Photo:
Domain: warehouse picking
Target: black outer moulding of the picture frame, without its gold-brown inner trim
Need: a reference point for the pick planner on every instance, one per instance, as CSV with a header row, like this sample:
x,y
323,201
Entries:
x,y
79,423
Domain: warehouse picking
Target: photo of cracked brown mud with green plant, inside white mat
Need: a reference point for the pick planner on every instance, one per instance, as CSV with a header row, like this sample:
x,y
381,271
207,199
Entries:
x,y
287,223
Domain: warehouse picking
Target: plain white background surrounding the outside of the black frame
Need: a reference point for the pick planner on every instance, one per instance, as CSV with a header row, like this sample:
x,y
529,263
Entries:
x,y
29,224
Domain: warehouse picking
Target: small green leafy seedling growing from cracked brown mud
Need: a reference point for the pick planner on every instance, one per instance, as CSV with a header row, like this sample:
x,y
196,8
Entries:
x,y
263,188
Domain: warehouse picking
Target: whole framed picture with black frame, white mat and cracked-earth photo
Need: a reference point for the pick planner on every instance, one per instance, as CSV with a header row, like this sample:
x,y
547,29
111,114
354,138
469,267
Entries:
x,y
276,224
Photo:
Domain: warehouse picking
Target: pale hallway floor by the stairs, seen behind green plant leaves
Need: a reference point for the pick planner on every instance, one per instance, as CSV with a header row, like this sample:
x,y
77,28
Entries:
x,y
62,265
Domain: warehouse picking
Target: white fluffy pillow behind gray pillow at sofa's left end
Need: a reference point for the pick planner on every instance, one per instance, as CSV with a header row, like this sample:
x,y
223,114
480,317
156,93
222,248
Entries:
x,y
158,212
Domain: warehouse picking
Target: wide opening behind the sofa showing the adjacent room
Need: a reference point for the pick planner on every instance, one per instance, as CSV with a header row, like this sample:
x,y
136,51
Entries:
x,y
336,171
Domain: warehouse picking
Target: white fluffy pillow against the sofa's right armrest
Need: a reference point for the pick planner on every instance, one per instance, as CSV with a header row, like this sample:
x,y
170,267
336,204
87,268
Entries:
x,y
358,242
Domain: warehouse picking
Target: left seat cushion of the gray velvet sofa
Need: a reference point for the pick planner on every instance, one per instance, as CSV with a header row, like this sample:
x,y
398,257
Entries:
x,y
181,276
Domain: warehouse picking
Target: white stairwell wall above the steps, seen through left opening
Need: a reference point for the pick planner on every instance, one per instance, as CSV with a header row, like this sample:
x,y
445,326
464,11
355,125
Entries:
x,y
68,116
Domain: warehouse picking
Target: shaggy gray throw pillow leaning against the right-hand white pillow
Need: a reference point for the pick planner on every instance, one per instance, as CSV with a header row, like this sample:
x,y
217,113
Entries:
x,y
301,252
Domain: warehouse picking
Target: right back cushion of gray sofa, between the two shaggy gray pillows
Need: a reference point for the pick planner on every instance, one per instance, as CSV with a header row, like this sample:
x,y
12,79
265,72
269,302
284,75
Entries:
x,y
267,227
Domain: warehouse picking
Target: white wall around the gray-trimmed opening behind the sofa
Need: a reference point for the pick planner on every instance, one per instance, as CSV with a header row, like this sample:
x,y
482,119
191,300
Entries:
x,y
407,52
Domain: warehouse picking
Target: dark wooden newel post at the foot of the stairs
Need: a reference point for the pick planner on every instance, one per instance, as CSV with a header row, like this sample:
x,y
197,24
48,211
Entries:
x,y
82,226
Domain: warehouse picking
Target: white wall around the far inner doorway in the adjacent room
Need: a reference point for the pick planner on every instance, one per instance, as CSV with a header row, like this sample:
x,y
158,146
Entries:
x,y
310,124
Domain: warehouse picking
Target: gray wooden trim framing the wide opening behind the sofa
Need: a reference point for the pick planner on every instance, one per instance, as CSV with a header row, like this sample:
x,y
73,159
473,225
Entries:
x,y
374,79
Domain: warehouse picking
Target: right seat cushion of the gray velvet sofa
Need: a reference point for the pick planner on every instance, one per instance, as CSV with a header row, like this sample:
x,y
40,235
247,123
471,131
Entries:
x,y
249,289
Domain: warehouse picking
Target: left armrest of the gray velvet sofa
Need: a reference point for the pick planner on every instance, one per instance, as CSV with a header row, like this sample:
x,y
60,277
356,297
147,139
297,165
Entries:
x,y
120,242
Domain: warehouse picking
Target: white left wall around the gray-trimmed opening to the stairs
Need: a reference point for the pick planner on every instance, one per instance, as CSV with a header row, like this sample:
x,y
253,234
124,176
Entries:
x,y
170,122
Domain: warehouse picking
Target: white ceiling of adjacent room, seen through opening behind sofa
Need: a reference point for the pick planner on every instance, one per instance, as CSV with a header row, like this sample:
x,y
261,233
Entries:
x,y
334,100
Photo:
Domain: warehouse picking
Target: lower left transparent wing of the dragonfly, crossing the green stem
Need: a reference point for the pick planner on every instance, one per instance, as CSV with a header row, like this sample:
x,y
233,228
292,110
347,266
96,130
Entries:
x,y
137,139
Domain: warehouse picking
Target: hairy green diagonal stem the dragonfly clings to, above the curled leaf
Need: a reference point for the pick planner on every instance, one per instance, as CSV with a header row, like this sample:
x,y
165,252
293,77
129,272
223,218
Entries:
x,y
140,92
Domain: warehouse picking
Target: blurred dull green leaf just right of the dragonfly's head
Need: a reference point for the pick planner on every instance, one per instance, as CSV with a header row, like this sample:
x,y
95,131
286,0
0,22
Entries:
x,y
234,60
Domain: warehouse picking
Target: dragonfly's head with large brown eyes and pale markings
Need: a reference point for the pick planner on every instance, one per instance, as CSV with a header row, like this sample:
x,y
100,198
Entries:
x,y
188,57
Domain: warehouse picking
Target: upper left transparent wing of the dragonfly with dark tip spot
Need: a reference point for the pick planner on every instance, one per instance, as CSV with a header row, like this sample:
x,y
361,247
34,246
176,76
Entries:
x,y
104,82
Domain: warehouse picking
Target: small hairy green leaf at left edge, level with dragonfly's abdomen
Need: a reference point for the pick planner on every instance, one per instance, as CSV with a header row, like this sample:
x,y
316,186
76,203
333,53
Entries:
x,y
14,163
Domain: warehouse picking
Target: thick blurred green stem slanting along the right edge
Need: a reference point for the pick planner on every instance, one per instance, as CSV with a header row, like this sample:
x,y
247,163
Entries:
◆ ◆ ◆
Report the number of lines in the entries above that include the word "stem" and add nothing to it.

3